## Excerpt
○ ○ ○ ○ ○
Create user profiles easily

Automated Profile Management's Profile Maker 2.7 is an administration tool you can use to automate profile creation and management in user-executed applications. For example, you can create profiles for your Microsoft Exchange Server and Microsoft Outlook users and provide configuration information for such applications as Netscape and HP OpenMail.

Profile Maker has two components. The first component, Profile Manager (profmgr.exe), is a GUI interface you use to configure profiles. The second component, Profile Maker's workstation configuration component (profmkr.exe), reads the configuration data you create in Profile Manager and modifies the workstations' configuration.

Installing the software was simple. Because Profile Maker runs on servers and workstations, I used several machines in my test lab. I used my Windows NT Server 4.0 system and several other computers running NT Workstation 4.0 and Windows 9x. I installed the product on my server, then rebooted the server.

I wanted to test the product's automated configuration of email capabilities, including configuration of Exchange Server default settings and personal folders. To begin, I launched Profile Manager from my server's Start menu. Profile Manager's appearance is similar to that of Outlook's Inbox Properties screen: a tabbed dialog box with command buttons. Profile Manager's tabs correspond to services you configure the application to control. For example, if you use Profile Maker to create a Netscape profile, you will see a Netscape tab.
○ ○ ○ ○ ○
## Supplied records
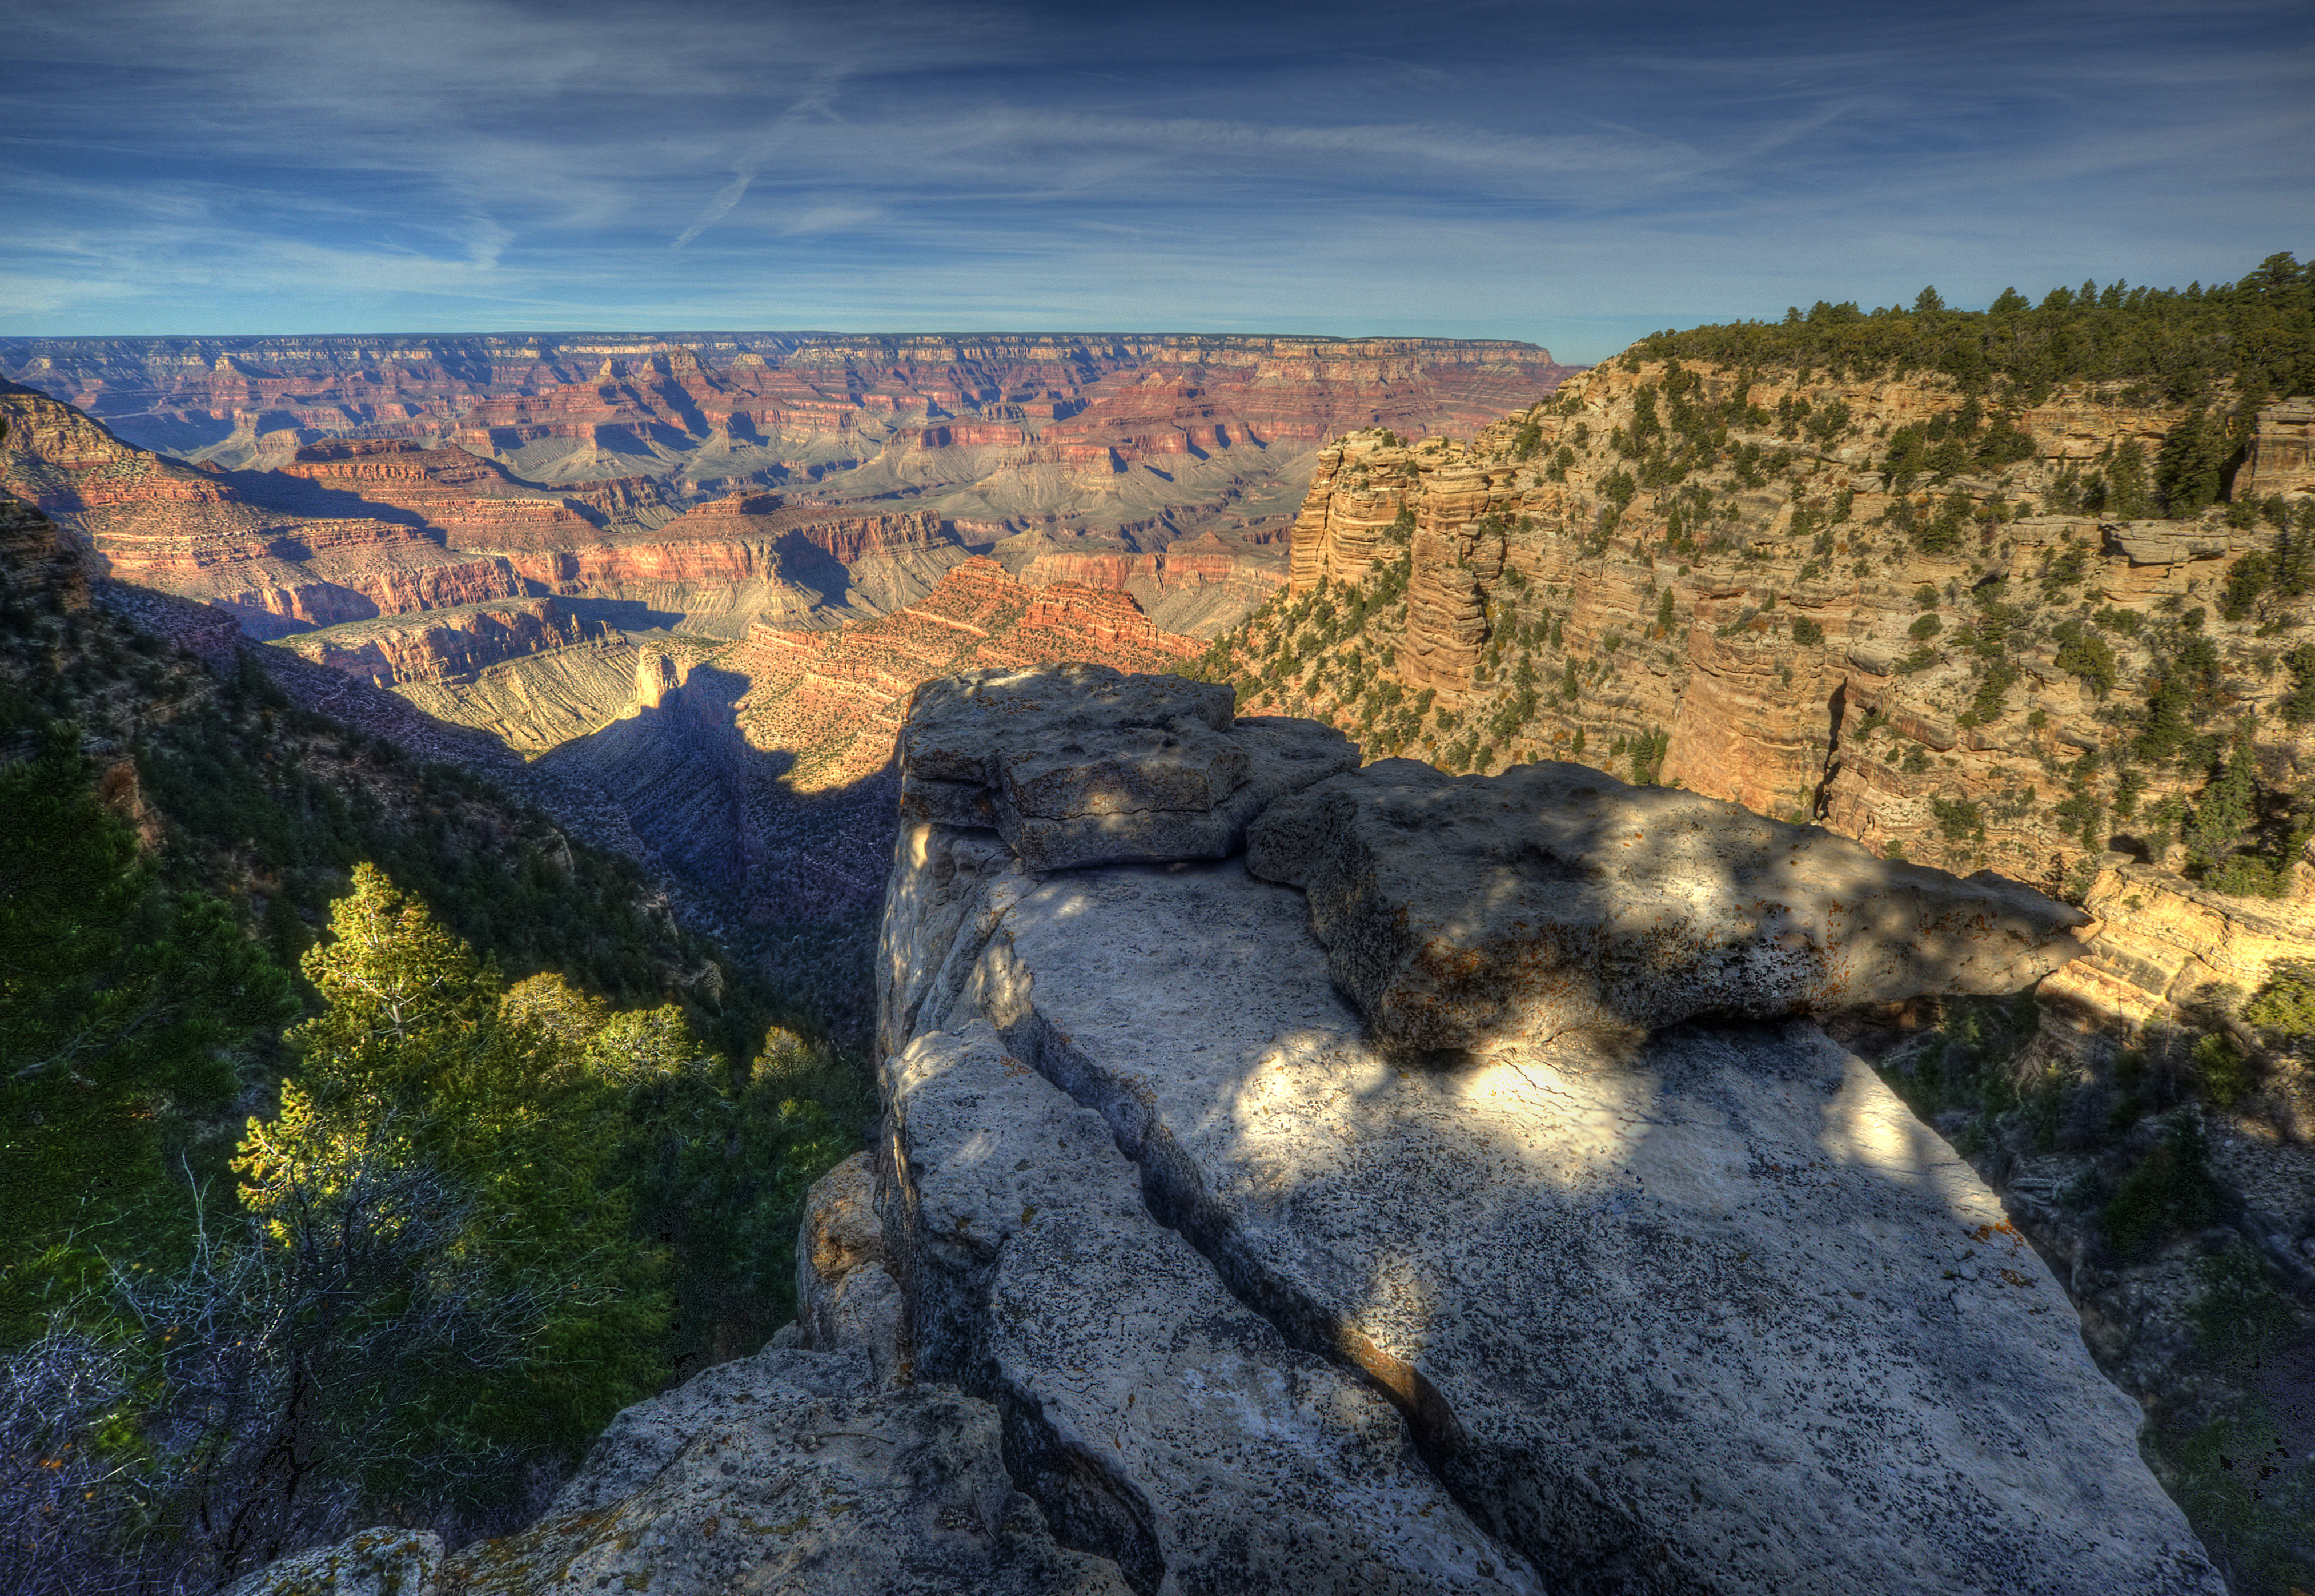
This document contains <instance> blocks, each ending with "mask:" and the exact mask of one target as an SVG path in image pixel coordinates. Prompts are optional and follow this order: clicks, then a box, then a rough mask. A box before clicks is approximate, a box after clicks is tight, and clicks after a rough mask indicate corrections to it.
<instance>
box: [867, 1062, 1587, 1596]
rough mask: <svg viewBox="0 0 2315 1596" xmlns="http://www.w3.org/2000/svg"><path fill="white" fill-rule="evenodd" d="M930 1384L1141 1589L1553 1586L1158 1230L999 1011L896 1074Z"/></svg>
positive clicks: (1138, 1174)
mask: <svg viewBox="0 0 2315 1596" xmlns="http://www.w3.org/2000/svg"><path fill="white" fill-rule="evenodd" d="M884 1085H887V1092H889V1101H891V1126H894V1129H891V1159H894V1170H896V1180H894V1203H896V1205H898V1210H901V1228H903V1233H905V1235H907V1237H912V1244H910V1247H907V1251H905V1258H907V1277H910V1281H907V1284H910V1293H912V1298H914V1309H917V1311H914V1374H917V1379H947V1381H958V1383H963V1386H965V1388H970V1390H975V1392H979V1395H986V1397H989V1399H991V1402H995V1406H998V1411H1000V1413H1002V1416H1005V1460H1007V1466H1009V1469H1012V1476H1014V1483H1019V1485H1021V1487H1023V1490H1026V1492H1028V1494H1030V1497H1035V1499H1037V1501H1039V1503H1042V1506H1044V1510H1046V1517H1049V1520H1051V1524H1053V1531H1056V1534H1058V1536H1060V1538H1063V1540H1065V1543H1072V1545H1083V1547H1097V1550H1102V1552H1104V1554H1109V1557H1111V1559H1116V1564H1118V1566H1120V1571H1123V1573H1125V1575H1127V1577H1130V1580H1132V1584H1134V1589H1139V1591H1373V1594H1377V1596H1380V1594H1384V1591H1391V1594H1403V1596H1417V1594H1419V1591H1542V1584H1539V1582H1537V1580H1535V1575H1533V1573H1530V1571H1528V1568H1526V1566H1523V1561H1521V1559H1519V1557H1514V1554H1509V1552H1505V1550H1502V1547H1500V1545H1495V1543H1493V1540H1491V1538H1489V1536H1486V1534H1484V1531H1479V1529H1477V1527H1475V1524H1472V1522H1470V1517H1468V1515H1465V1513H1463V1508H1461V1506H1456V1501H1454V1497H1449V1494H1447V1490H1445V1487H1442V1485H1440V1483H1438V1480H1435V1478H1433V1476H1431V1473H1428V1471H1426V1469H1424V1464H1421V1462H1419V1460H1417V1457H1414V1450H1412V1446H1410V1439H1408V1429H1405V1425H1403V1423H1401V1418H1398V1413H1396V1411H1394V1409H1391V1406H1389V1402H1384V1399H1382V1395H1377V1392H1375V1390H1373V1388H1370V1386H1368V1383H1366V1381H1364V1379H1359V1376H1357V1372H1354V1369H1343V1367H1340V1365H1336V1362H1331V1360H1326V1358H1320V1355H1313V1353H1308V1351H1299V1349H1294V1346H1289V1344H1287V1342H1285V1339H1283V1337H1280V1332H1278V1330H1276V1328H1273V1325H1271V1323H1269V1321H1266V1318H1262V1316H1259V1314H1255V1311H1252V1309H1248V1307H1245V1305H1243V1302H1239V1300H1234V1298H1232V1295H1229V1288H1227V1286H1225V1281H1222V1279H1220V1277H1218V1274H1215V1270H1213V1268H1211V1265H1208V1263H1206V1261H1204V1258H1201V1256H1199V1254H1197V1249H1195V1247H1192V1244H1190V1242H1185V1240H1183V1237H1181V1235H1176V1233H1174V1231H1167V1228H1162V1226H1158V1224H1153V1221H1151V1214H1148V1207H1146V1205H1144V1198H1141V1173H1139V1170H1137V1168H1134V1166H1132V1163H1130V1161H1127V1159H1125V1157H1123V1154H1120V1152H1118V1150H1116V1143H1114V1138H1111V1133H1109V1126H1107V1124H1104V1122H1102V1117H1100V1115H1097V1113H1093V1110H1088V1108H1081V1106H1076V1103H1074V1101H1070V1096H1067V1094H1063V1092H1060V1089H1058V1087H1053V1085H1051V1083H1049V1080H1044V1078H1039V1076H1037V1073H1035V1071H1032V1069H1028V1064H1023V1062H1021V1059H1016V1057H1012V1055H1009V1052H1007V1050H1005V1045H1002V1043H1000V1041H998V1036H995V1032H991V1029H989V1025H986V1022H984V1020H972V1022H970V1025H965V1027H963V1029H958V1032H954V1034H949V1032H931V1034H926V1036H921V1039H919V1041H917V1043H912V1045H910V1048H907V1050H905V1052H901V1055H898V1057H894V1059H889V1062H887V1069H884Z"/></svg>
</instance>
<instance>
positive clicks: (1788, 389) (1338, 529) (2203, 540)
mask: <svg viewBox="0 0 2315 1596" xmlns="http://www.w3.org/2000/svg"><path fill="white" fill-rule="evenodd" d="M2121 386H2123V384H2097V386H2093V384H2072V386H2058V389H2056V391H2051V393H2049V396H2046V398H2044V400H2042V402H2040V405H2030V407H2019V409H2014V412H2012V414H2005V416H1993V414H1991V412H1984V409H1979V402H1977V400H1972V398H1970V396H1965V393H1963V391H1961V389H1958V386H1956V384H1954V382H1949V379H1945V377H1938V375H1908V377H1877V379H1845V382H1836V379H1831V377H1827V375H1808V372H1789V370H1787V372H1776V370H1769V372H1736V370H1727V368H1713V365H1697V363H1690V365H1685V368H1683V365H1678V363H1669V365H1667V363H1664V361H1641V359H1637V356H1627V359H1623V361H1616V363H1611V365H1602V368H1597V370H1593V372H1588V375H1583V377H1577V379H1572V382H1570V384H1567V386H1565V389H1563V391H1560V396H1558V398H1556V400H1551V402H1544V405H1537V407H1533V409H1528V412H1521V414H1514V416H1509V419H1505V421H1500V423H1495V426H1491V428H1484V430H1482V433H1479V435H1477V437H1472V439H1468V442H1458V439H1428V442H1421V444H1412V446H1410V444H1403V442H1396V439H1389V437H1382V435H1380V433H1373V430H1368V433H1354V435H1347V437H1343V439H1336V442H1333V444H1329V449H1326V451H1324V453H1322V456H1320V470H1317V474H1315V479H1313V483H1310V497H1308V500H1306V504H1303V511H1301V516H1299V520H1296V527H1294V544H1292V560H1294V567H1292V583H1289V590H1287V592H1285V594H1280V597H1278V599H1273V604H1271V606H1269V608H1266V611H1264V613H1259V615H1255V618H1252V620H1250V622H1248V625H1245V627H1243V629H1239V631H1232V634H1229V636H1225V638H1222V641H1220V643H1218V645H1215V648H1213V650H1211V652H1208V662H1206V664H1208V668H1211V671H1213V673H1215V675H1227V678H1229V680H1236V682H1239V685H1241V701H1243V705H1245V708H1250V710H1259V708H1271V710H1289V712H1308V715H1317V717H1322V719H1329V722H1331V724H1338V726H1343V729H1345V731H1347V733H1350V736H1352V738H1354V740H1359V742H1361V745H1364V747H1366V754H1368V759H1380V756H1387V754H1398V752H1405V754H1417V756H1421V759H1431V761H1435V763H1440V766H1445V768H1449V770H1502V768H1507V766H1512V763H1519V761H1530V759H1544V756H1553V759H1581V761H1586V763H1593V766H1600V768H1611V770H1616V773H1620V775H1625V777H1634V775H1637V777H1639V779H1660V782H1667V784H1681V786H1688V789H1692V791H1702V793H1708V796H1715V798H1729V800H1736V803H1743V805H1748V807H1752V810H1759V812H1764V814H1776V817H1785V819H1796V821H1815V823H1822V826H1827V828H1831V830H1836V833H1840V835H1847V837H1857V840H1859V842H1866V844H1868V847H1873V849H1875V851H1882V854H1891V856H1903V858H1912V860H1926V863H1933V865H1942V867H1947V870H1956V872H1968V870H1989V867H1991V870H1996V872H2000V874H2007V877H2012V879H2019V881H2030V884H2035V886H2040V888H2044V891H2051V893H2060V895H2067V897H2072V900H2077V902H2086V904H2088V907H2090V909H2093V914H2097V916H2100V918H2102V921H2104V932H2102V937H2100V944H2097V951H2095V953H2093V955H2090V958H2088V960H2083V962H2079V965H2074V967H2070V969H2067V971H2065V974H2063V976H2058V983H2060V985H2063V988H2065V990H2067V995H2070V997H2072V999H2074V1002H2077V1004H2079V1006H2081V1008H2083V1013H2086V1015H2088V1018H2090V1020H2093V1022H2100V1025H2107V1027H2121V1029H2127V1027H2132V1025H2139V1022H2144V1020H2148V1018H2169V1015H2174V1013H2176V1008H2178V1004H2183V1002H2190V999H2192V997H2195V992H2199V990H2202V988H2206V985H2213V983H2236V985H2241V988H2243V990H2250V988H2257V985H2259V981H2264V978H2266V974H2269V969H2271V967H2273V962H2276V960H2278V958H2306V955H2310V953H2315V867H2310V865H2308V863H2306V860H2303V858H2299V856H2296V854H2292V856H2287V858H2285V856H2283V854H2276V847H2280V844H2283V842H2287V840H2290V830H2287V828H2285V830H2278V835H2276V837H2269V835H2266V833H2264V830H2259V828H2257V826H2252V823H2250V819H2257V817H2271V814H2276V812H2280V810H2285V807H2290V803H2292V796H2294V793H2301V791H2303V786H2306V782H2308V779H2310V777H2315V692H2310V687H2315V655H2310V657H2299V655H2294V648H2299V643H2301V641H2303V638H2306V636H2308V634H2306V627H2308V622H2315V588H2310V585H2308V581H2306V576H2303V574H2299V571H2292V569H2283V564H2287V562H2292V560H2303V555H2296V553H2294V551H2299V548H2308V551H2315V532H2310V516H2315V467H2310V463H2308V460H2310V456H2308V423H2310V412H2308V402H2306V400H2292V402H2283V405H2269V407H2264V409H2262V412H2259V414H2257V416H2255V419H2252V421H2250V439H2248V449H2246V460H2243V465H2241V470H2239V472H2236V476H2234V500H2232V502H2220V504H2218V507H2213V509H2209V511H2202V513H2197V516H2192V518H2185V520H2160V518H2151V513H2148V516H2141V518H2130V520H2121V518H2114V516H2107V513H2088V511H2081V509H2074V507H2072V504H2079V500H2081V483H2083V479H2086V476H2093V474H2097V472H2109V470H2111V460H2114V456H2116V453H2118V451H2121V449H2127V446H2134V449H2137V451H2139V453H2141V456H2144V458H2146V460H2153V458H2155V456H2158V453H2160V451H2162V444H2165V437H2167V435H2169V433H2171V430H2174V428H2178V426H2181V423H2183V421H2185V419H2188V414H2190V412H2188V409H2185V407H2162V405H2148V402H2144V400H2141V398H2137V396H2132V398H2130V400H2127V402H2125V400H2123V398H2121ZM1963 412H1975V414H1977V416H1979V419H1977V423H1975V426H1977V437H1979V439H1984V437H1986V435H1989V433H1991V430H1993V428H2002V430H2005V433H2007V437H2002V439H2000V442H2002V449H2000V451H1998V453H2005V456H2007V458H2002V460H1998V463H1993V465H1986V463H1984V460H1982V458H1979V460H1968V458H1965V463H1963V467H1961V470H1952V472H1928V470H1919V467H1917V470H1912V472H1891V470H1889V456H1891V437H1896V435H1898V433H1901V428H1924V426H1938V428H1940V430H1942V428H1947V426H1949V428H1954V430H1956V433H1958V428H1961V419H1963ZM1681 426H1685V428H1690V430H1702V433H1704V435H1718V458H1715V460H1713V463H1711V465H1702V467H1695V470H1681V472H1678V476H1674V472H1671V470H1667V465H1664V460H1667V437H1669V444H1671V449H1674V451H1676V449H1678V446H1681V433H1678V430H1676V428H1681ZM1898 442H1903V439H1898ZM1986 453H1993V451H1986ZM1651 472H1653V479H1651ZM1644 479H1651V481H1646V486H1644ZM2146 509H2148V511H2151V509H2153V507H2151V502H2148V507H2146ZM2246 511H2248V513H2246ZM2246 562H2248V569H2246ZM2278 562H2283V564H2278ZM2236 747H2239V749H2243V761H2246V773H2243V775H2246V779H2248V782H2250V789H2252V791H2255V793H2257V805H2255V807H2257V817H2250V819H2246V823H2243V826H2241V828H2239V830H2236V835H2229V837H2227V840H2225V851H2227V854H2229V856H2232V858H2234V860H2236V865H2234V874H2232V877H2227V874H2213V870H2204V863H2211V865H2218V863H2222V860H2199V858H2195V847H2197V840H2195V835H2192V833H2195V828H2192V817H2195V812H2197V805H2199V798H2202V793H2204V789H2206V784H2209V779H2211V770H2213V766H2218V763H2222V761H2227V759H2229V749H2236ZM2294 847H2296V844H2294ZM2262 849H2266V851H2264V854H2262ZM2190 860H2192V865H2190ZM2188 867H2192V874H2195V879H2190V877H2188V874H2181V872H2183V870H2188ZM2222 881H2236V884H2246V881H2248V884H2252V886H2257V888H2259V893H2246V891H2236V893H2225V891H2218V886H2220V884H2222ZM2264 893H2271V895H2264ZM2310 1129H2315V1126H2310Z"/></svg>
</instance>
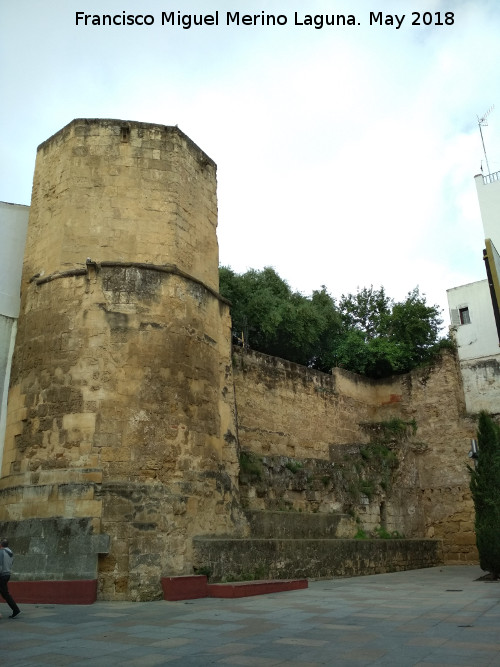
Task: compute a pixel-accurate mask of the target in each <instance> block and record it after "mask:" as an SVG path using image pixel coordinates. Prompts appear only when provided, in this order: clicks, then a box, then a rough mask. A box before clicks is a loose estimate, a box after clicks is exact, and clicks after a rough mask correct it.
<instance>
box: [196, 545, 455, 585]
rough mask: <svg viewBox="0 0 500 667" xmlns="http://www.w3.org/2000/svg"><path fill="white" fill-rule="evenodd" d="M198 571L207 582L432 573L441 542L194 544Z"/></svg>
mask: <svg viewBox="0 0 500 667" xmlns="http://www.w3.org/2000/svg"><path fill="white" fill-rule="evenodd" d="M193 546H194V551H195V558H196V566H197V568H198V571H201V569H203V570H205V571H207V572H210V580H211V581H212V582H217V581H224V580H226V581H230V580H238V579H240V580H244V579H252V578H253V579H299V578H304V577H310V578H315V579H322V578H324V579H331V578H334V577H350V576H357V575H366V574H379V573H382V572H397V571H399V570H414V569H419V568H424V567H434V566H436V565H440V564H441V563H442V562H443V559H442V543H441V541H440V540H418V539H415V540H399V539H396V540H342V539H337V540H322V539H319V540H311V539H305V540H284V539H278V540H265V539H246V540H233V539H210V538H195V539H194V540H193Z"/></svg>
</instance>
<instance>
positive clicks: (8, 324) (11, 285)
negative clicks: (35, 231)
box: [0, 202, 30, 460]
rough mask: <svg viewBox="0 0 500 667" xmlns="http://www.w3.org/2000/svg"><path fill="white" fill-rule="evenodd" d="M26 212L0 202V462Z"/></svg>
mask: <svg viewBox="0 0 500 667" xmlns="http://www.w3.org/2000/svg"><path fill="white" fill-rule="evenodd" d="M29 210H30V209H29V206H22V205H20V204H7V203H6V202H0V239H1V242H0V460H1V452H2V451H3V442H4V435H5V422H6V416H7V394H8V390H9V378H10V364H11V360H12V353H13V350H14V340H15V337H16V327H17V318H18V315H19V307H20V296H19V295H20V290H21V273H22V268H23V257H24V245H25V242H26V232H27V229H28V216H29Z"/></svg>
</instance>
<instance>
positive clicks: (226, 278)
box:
○ ○ ○ ○ ○
## Set of tasks
• A. In the Profile Maker review, why did the reviewer use several machines in the test lab? Answer in one to three sentences.
• B. Return each line of the entries that contains the word "positive".

## Response list
• A. The reviewer used several machines because Profile Maker runs on both servers and workstations. The test setup therefore included a Windows NT Server 4.0 system and other computers running NT Workstation 4.0 and Windows 9x.

• B.
positive clicks: (1138, 1174)
positive clicks: (1788, 389) (1338, 529) (2203, 540)
positive clicks: (8, 324) (11, 285)
positive clicks: (226, 278)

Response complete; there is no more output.